» **SOURCE EXTRACT**:
The Khan Academy website just goes from strength to strength. In addition to math, they're now into chemistry, medicine, computer programming, and much more, although now you unfortunately have to register with them. You can also find out what it means to buy stocks in a company and whether you should rent or buy your home. Check it out here.
SCHOOL FOR THOUGHT
Further to yesterday's posting about the disturbing prevalence of special-needs students at Canadian universities, here's a report about an additional burden imposed on universities by political correctness.
The Faculty of Education at the University of Manitoba has taken it upon itself to "address the social and historic inequities faced by marginalized groups". As a result, it will select 45% of its students from "diversity categories" such as indigenous or LGBT people. The 45% is broken down as follows.
- Canadian indigenous people - 15%
- Racialized people - 7.5%
- Lesbian, gay, bisexual, transgender, transsexual, two-spirit, or queer people - 7.5%
- People with physical, mental, psychological, sensory, or diagnosed learning disabilities - 7.5%
- Disadvantaged people - 7.5%
Obviously, this policy will have quite an impact on elementary and secondary classrooms in a few years - and not for the better - since the new policy will mean that a significant number of teachers will get certification who would not otherwise have been accepted into the program.
Thanks to Frank Gue for drawing our attention to this article in Macleans Magazine about how universities are helping students with "invisible" disabilities. According to the article, a 2013 survey found that Canadian universities students suffered from the following conditions.

» **SOURCE DATA**:
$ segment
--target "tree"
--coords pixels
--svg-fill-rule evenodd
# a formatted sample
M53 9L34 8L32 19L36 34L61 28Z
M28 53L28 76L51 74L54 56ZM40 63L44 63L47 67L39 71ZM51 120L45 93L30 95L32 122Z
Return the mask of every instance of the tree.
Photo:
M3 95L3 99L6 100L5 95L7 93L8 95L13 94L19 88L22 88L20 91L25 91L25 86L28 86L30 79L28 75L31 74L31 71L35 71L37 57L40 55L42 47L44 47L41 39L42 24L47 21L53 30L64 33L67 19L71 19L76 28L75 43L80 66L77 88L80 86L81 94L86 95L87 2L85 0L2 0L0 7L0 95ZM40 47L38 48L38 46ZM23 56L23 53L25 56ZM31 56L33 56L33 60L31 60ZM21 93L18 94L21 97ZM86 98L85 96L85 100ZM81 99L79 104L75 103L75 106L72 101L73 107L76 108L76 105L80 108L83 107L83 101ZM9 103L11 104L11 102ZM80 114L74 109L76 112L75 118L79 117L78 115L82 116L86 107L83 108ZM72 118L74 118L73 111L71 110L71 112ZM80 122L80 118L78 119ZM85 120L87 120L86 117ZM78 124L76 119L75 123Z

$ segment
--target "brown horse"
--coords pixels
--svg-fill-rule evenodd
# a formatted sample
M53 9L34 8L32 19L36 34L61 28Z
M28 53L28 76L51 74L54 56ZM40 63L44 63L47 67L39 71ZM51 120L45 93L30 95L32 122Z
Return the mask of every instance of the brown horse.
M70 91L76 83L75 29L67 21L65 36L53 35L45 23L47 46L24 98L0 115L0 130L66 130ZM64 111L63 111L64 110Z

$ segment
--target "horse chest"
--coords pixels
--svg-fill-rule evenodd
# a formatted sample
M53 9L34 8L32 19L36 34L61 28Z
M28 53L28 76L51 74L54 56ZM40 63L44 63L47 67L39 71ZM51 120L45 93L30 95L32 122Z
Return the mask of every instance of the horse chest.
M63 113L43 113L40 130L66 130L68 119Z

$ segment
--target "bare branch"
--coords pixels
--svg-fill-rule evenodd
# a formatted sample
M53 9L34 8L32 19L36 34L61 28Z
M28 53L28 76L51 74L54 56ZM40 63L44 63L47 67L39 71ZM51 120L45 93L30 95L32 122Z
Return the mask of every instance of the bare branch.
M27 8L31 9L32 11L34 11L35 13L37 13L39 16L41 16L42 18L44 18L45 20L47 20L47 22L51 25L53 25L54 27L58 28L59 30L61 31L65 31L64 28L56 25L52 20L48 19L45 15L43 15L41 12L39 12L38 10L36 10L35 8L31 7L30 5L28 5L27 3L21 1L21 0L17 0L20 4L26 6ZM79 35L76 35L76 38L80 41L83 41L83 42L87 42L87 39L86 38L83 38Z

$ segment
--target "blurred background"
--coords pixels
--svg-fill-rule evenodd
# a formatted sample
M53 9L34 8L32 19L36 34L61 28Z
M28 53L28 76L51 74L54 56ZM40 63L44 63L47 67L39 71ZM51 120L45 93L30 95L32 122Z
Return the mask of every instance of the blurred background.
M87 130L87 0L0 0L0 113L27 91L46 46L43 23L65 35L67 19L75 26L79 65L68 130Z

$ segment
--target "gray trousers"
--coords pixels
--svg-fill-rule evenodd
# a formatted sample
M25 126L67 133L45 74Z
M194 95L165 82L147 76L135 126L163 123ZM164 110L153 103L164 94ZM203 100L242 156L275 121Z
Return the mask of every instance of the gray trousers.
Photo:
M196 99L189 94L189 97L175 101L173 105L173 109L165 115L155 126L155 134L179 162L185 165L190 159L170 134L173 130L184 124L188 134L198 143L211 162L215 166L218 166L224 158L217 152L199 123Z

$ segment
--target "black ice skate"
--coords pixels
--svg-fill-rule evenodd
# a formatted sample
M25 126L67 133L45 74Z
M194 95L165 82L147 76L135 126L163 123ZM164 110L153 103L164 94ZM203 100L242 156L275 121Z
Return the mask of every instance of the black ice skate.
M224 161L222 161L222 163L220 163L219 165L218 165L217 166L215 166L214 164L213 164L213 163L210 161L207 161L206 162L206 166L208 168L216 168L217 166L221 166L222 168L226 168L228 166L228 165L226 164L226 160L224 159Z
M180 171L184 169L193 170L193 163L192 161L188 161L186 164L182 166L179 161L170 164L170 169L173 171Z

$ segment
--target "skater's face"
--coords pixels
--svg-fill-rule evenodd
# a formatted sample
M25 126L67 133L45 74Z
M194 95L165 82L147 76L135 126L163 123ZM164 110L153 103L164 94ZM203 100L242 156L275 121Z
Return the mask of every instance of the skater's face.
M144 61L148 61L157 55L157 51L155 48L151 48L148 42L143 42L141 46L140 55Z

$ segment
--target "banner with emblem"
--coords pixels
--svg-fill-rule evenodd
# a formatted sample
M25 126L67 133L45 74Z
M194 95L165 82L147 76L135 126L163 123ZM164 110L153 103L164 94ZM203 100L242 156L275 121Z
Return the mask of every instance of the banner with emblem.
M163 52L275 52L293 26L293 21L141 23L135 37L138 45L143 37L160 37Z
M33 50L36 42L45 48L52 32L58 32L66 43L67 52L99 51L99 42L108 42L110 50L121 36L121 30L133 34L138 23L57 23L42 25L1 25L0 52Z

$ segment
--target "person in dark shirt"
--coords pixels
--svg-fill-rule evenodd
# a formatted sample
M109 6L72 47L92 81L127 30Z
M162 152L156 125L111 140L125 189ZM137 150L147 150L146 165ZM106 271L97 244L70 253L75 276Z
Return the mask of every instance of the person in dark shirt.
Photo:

» **WHAT YOU HAVE TO DO**:
Reproduce the passage of the education commentary above from "The Khan Academy" to "down as follows.", with every word and mark unchanged.

» **YOUR RESPONSE**:
The Khan Academy website just goes from strength to strength. In addition to math, they're now into chemistry, medicine, computer programming, and much more, although now you unfortunately have to register with them. You can also find out what it means to buy stocks in a company and whether you should rent or buy your home. Check it out here.
SCHOOL FOR THOUGHT
Further to yesterday's posting about the disturbing prevalence of special-needs students at Canadian universities, here's a report about an additional burden imposed on universities by political correctness.
The Faculty of Education at the University of Manitoba has taken it upon itself to "address the social and historic inequities faced by marginalized groups". As a result, it will select 45% of its students from "diversity categories" such as indigenous or LGBT people. The 45% is broken down as follows.